----- LISTED ENTRIES -----

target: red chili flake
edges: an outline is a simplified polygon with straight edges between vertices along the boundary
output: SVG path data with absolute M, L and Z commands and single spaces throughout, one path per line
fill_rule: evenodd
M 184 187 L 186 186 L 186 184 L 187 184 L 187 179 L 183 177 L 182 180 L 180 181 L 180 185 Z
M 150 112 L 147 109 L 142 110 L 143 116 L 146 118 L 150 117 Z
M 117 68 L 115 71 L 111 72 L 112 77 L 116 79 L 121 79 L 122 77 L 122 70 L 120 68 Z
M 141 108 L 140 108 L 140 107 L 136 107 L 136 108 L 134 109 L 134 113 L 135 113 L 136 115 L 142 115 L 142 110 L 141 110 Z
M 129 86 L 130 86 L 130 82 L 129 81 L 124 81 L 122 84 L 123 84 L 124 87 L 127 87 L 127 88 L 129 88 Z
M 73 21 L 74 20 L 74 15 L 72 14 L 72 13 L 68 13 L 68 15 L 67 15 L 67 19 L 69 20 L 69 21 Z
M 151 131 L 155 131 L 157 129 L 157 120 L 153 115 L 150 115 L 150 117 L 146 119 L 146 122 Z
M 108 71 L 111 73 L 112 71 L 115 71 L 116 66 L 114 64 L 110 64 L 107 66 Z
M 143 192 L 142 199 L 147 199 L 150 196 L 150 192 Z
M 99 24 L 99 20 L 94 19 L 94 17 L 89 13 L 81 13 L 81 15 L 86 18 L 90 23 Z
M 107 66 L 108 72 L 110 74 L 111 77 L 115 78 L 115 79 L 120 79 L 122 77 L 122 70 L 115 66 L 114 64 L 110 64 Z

-----

▶ **TO DO**: Edit the items, replacing "simplified polygon" with "closed polygon" and leaving everything else unchanged.

▶ **FINISHED EXERCISE**:
target: red chili flake
edges: an outline is a closed polygon with straight edges between vertices along the boundary
output: SVG path data with absolute M, L and Z commands and single spaces throughout, one path per line
fill_rule: evenodd
M 184 187 L 186 186 L 186 184 L 187 184 L 187 179 L 183 177 L 182 180 L 180 181 L 180 185 Z
M 150 112 L 147 109 L 142 110 L 143 116 L 146 118 L 150 117 Z
M 117 68 L 115 71 L 111 72 L 112 77 L 116 79 L 121 79 L 122 77 L 122 70 L 120 68 Z
M 141 108 L 140 108 L 140 107 L 136 107 L 136 108 L 134 109 L 134 113 L 135 113 L 136 115 L 142 115 L 142 110 L 141 110 Z
M 129 86 L 130 86 L 130 82 L 129 81 L 124 81 L 122 84 L 123 84 L 124 87 L 127 87 L 127 88 L 129 88 Z
M 73 21 L 74 20 L 74 15 L 72 14 L 72 13 L 68 13 L 68 15 L 67 15 L 67 19 L 69 20 L 69 21 Z
M 151 131 L 155 131 L 157 129 L 157 120 L 153 115 L 150 115 L 150 117 L 146 119 L 146 122 Z
M 108 71 L 111 73 L 112 71 L 115 71 L 116 66 L 114 64 L 110 64 L 107 66 Z
M 143 192 L 142 199 L 147 199 L 150 196 L 150 192 Z
M 99 24 L 99 20 L 94 19 L 94 17 L 89 13 L 81 13 L 81 15 L 86 18 L 90 23 Z
M 107 66 L 108 72 L 110 74 L 111 77 L 115 78 L 115 79 L 120 79 L 122 77 L 122 70 L 115 66 L 114 64 L 110 64 Z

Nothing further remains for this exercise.